# [STATED EXERCISE]
Reproduce the stretch of the listing below from the line containing "Practice step: find the vinyl" through the end of the listing, both ends included, copying each line exactly.

# [INFORMATION SUPPLIED]

[BEGIN]

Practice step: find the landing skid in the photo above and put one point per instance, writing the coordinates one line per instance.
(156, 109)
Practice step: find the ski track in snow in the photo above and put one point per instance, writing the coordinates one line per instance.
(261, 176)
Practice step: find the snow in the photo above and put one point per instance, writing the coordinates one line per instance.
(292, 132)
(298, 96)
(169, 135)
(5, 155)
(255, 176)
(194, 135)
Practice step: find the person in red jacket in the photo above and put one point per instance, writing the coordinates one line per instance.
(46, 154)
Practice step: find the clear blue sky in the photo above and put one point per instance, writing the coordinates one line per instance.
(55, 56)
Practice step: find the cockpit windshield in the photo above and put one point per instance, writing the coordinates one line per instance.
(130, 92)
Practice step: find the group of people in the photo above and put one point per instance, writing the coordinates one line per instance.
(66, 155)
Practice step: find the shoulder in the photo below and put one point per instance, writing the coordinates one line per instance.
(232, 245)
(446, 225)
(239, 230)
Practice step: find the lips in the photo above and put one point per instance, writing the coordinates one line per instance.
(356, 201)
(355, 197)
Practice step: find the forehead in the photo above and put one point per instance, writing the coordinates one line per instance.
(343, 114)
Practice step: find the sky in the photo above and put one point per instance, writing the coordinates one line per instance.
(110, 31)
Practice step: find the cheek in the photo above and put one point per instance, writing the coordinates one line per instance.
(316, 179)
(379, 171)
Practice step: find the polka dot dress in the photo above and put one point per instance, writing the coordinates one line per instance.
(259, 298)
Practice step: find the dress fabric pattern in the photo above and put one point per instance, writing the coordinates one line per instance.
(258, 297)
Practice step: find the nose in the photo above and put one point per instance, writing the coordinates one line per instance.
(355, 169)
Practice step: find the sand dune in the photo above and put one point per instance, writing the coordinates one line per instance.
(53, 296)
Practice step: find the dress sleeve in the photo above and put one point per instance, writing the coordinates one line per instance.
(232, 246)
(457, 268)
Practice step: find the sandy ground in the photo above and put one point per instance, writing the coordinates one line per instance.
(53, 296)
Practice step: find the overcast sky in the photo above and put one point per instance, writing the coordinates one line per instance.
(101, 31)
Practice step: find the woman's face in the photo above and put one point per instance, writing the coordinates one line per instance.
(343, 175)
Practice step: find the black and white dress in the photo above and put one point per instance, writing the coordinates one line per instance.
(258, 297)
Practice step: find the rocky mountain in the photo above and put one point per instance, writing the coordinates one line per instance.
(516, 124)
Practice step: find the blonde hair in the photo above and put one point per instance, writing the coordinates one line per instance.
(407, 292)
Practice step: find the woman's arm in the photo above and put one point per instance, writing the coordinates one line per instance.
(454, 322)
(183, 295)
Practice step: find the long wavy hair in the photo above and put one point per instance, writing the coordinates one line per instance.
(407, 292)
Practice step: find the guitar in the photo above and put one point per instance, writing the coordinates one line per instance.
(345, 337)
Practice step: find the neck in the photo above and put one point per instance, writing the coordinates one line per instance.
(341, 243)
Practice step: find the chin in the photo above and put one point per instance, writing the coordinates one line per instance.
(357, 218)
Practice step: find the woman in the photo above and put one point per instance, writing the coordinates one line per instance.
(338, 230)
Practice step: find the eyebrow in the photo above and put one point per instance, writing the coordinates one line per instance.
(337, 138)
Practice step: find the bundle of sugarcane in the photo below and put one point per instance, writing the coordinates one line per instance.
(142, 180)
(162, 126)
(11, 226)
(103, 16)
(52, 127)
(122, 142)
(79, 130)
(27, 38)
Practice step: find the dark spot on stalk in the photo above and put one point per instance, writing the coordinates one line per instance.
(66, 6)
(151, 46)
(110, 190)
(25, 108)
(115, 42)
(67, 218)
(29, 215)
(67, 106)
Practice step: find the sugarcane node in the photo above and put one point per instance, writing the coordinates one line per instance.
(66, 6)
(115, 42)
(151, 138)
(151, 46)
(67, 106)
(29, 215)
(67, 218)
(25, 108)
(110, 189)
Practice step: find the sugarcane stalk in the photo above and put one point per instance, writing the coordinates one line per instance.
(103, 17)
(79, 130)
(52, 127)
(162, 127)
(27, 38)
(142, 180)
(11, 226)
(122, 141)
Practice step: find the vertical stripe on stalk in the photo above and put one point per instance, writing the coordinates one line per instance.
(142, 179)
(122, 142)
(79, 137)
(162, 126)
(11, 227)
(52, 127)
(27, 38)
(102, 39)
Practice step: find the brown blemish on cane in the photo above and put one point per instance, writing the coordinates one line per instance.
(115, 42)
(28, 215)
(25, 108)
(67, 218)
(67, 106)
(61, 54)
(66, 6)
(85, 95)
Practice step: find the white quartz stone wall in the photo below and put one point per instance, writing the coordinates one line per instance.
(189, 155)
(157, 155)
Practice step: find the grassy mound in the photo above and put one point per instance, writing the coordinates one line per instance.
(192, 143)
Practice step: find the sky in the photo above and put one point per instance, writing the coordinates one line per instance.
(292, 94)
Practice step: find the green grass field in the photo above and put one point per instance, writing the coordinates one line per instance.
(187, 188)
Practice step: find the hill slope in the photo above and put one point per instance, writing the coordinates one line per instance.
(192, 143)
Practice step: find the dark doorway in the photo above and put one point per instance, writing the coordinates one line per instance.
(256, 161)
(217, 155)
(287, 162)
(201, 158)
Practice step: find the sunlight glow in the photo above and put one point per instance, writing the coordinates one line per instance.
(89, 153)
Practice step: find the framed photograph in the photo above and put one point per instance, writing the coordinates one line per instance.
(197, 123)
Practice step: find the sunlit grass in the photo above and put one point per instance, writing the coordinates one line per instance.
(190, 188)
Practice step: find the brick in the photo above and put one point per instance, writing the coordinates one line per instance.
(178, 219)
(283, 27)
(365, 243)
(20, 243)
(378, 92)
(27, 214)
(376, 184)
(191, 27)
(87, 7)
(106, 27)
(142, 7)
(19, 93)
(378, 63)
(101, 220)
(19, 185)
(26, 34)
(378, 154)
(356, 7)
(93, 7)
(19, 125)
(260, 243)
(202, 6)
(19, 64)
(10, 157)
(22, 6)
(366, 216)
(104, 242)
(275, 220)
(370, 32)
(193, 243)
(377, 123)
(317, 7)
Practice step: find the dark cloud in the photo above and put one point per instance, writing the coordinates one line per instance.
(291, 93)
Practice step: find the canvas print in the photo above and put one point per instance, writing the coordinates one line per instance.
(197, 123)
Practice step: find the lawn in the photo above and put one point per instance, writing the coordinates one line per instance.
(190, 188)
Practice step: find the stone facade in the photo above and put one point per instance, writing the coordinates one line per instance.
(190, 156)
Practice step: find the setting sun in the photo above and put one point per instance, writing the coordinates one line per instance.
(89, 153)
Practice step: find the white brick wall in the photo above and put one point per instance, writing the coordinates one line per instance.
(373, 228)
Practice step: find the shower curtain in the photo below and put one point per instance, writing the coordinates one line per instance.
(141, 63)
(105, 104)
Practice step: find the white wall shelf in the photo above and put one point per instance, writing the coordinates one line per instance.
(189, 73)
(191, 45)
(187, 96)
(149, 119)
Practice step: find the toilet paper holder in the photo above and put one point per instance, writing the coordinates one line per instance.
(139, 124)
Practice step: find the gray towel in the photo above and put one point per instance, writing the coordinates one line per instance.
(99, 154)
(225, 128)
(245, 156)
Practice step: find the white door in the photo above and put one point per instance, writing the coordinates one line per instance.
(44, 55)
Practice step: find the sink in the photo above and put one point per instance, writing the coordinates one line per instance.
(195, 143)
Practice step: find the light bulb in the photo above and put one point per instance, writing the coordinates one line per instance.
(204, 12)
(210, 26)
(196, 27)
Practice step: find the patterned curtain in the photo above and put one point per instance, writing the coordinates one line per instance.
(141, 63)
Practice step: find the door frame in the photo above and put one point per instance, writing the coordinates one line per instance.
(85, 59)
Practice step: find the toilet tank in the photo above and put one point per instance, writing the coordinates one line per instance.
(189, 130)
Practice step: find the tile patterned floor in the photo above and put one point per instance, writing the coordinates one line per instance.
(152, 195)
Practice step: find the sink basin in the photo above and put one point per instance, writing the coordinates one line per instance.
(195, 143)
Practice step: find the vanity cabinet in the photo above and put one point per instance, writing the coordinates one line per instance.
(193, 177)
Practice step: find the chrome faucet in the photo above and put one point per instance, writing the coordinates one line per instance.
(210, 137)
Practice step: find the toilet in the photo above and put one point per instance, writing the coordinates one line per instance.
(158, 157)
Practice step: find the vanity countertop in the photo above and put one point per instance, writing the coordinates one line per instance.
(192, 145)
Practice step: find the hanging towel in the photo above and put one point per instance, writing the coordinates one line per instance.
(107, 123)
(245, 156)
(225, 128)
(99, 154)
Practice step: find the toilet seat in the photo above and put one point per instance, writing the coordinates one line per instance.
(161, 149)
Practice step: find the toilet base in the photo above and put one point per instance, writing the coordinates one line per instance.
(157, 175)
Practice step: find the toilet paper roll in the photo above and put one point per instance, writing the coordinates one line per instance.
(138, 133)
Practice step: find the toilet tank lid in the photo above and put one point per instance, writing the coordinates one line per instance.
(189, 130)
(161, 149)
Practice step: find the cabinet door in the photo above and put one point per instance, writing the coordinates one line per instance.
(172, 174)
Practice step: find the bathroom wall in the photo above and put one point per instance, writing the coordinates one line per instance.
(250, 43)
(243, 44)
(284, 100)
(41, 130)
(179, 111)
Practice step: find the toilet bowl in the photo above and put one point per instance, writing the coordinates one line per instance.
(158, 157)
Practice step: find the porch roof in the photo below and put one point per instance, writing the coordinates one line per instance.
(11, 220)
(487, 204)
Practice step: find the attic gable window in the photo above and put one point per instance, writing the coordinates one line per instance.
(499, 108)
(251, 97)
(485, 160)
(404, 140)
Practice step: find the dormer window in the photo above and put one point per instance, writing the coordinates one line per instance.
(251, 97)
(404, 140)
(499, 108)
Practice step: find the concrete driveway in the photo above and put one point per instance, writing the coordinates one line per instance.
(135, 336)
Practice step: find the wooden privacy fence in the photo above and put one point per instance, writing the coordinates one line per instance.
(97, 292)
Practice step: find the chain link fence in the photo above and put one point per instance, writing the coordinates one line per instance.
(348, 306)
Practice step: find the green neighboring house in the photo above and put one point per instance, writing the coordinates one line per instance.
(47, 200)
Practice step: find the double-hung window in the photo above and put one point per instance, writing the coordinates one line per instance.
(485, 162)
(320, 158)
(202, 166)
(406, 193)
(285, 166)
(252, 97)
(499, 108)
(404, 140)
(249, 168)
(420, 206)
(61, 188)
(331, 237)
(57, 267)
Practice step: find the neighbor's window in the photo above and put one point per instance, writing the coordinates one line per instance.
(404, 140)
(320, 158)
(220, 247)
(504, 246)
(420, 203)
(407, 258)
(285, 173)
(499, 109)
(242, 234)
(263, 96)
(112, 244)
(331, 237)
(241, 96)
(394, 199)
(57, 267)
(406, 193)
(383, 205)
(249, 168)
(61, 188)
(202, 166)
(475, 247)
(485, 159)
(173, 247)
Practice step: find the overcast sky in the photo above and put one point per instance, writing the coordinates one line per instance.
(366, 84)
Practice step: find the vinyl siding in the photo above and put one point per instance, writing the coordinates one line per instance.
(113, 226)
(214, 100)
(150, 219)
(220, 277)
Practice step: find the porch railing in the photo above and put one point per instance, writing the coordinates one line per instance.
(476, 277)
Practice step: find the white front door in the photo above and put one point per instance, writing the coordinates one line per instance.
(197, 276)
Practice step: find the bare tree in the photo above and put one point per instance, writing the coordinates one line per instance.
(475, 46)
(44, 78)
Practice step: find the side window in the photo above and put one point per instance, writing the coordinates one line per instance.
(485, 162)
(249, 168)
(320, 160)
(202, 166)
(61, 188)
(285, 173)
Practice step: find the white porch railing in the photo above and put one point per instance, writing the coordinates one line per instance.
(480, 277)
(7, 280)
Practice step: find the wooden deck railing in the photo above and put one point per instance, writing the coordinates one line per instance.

[END]

# [RESPONSE TO THIS TASK]
Practice step: find the vinyl siding in the photo above and put one point per instance, writing the coordinates one line per instance.
(113, 226)
(214, 100)
(150, 219)
(220, 277)
Practice step: find the porch railing in the photo above and put one point per instance, writing the coordinates one line per instance.
(476, 277)
Practice step: find the white front door in the photo above and put one point per instance, writing the coordinates one line per instance.
(197, 276)
Practice step: find the bare tree in the photo above and put one point per instance, writing the coordinates one line per instance.
(475, 46)
(44, 78)
Practice step: find the side window in the photo above and put one point per instance, writing the coordinates one line per instance.
(485, 162)
(249, 168)
(320, 160)
(202, 166)
(61, 188)
(285, 173)
Practice step: find the white porch railing in the photo above and put one point per instance, writing the coordinates one line per instance.
(480, 277)
(7, 280)
Practice step: find the wooden deck railing in the photo above and put one point per instance, writing the coordinates one line per instance.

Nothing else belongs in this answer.